— START PASSAGE GIVEN —
Pierre Bassene Makes the Fashion World His Personal Playground

Paris-based clothing designer Pierre Bassene throws out the high-fashion playbook to draw from skate culture, Toronto architecture, public transit, and whatever else catches his interest.

Streetwear designer Pierre Bassene is used to engineering the world into his own personal playground. Growing up enveloped by Paris’s rabid skateboard and hip-hop dance culture, he learned to view the world through a different lens than most. Every building, every graffitied alleyway, every idle railing became a potential means of self-expression. As years went by, he alchemized this curiosity from skate culture to high fashion after being struck by the energy of Paris Fashion Week.

“I was in France finishing school in 2016, and I just wanted to be a part of that larger fashion culture,” he explains. “I grew up a train ride away from Paris, so I had the city at my disposal. It’s where everything was happening. I realized quickly that everyone was so different. Everyone had their own look.”

Eager to feed his new-found interest, Bassene used every source at his disposal to teach himself how to make the style of clothing absent from Paris runways. Sewing, textile training, colour theory, design software, manufacturing logistics: each became a key component of this new means of self-expression. Fast forward five years, and Bassene has developed a streetwear line—Pierre Bassene World—whose platform reaches around the globe from Paris to Toronto.

 

 

 

When he first started making clothes, it wasn’t about creating a brand,” he says. He wanted to stand out but couldn’t afford the labels he saw around him. “I wanted the freedom to make the clothes that I thought fit my identity at the time. So I started making my own. Then I just wanted to learn more and more. I haven’t stopped since.”

When Bassene and I speak, we’re six hours apart. I’m calling from my office in Toronto, where the label’s foundation first found its legs after he moved to the city in 2017. He has since moved back to France after a brief layover in Montreal. Today, he takes our video call from a bustling Parisian café with vibrantly coloured walls, hanging plants entering the frame, laughter echoing in the background, people everywhere.

Both Toronto and Paris suit Bassene’s individuality. He grew up in a small town in the east of France but found himself drawn to the stark expressionism of the country’s capital. There, he wasted no time in laying the groundwork for his new playground, whether that meant carving through the streets on a skateboard or finding inspiration for new clothing cuts on Parisian buildings. When he moved to Toronto, he discovered that while the cultures differed in some respects—architecture, music, streetwear aesthetics, to name a few—both were welcome hubs for uninhibited expression.

 

 

“Streetwear culture has become a universal language, to some extent,” he notes. Although Toronto and Paris are different in some ways, he thinks they share the larger values. “There are just so many different types of people that it’s impossible to be too general across each city,” he says. “That’s probably what they have most in common. They make room for people to be themselves, to dress like themselves, to figure out who they want to be.”
— END PASSAGE GIVEN —
— START STORED RECORDS —
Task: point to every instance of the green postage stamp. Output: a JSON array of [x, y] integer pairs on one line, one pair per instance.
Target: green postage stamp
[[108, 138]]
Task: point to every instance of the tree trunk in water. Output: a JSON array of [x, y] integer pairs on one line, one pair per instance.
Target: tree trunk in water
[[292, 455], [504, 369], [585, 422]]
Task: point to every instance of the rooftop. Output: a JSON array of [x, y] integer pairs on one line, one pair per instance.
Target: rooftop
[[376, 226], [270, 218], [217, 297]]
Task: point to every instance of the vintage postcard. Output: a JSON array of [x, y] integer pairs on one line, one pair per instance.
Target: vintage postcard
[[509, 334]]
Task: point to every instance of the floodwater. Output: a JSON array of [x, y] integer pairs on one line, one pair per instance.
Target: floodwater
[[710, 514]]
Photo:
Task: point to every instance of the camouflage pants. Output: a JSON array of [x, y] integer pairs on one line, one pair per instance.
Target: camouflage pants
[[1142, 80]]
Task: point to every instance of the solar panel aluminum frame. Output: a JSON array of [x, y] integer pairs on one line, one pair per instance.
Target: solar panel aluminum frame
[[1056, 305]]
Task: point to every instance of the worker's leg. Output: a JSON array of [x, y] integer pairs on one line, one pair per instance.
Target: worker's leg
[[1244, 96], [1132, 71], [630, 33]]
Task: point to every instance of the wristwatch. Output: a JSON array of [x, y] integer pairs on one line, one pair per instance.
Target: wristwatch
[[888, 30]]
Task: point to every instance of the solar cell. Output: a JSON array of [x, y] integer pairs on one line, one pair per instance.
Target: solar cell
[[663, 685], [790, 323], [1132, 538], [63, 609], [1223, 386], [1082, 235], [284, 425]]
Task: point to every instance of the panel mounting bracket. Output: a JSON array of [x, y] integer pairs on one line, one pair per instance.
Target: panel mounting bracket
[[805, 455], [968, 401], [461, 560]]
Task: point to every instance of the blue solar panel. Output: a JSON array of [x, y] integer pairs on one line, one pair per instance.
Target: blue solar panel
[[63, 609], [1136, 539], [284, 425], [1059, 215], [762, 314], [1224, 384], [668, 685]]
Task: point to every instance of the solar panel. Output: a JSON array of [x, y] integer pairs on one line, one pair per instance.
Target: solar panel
— END STORED RECORDS —
> **GIVEN INSTRUCTION 1**
In one to three sentences, explain why Bassene began making his own clothes, according to the Pierre Bassene profile.
> **GIVEN INSTRUCTION 2**
From the Pierre Bassene profile, extract the passage starting with "When he first" and going on through "background, people everywhere.".
> **GIVEN INSTRUCTION 3**
Write what comes next in the Pierre Bassene profile, picking up after its final sentence.
These rows have nothing to do with the Pierre Bassene profile.

> **WRITTEN REPLY 1**
He wanted to stand out but couldn't afford the labels he saw around him. Making his own clothes gave him the freedom to wear what he felt fit his identity at the time.

> **WRITTEN REPLY 2**
When he first started making clothes, it wasn’t about creating a brand,” he says. He wanted to stand out but couldn’t afford the labels he saw around him. “I wanted the freedom to make the clothes that I thought fit my identity at the time. So I started making my own. Then I just wanted to learn more and more. I haven’t stopped since.”

When Bassene and I speak, we’re six hours apart. I’m calling from my office in Toronto, where the label’s foundation first found its legs after he moved to the city in 2017. He has since moved back to France after a brief layover in Montreal. Today, he takes our video call from a bustling Parisian café with vibrantly coloured walls, hanging plants entering the frame, laughter echoing in the background, people everywhere.

> **WRITTEN REPLY 3**
In the cultural melting pots of Paris and Toronto, Bassene had ample source to craft the vision for Pierre Bassene World. He’d scan the runways of Paris Fashion Week for inspiration and ride Toronto’s eclectic streetcars, plotting ways to combine Bay Street finance suits with the avant-garde streetwear he’d see climbing aboard a few stops later.

Bassene depended on Toronto’s cohort of fellow young creatives to help guide him, doing the same for them in return. Today, he continues to find support from some of the city’s most notable young designers such as Spencer Badu and Nicko Bruno, even if they might be a few time zones farther apart than when they first met.

 

 

 

 

“The dialogue with guys like Spencer is what I live for,” he says. Badu, the first person Bassene met when he moved to Toronto, taught him skills and gave him access to creative studios. Now, they spend hours on the phone talking about everything from supply chains to design taste to production methods. “They say if you want to go fast, go alone,” Bassene says. “If you want to go far, go together. I’m a one-man operation, but I have so many friends that I lean on.”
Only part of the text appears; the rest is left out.